WHAT TO WORK ON: Copy out, exactly as given, every line from the line with "Keep to these rules. Indicate every instance of the orange" to the end of the listing, both of those lines included.

DATA EXCERPTS:

○ ○ ○ ○

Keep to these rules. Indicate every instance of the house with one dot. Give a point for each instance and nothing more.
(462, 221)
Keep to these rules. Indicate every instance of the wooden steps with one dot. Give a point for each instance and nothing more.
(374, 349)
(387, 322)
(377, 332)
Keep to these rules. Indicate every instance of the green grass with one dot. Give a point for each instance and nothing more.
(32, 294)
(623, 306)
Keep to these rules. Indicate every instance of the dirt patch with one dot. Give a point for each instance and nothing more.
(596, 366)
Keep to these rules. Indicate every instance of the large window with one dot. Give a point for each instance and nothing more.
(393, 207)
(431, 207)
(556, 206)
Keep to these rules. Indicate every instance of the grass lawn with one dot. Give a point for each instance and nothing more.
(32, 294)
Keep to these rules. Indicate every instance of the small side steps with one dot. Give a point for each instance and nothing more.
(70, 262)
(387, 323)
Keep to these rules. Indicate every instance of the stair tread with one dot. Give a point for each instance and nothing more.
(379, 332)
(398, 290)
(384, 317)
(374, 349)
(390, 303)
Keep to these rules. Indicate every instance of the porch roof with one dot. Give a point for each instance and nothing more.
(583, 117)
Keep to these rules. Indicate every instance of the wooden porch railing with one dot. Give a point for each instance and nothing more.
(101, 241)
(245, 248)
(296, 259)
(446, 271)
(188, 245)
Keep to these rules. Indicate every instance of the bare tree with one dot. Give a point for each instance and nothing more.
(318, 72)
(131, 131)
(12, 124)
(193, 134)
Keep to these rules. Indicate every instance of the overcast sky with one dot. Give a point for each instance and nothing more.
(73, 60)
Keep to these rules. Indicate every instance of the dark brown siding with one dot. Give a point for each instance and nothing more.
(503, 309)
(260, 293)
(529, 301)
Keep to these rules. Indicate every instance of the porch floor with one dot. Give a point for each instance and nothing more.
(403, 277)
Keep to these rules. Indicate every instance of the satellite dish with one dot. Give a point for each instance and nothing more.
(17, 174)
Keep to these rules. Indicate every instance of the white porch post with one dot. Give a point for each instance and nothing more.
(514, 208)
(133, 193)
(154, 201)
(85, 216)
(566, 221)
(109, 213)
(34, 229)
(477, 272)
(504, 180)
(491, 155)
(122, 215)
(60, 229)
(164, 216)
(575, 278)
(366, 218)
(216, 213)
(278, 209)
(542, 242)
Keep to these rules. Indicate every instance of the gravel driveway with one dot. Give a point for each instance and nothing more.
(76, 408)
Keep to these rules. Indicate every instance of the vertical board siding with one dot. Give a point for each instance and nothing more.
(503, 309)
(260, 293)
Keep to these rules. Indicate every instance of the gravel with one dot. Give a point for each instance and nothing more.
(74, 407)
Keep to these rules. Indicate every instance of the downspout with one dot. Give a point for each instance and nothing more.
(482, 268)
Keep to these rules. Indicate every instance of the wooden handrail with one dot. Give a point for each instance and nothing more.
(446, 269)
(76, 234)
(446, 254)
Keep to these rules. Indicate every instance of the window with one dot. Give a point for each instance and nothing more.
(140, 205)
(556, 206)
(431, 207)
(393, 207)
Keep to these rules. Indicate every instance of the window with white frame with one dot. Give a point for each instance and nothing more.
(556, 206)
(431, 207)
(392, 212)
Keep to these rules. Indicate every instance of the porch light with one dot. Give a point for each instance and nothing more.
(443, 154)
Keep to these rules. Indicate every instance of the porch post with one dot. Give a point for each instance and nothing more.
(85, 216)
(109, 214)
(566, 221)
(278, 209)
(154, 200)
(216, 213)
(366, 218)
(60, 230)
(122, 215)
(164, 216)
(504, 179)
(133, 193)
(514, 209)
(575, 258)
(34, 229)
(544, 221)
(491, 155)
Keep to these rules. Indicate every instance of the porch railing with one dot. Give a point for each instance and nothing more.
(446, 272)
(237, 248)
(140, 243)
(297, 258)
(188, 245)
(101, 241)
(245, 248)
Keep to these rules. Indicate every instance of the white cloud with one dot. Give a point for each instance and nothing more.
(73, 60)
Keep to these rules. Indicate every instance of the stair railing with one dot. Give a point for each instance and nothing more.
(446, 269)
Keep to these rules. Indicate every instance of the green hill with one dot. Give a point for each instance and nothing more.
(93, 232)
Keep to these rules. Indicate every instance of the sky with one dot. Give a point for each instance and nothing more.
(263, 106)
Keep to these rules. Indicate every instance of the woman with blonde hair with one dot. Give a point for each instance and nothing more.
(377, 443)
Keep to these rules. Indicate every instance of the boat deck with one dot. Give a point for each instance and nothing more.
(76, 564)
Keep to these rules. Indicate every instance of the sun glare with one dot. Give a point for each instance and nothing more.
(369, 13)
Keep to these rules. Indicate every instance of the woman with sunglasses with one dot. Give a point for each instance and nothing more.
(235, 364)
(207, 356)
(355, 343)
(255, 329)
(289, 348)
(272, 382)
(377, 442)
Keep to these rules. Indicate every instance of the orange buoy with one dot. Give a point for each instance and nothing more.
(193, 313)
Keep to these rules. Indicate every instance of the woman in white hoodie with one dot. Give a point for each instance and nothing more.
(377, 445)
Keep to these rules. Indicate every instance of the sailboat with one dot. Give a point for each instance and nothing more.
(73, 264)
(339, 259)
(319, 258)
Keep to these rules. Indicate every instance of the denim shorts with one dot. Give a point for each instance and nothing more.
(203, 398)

○ ○ ○ ○

RESULT:
Keep to these rules. Indicate every instance of the orange buoy with one dot. Give a point for each instance and nothing more.
(193, 313)
Keep to these rules. Indicate every instance of the woman in white hoodie with one dot. Give a point for each instance and nothing more.
(377, 445)
Keep to these rules. Indicate every instance of the sailboat with one dot. Give a point for each instance and nothing more.
(73, 264)
(339, 259)
(319, 258)
Keep to these rules. Indicate every instance of the denim shorts with one dot. Give a point for each instance and nothing more.
(203, 398)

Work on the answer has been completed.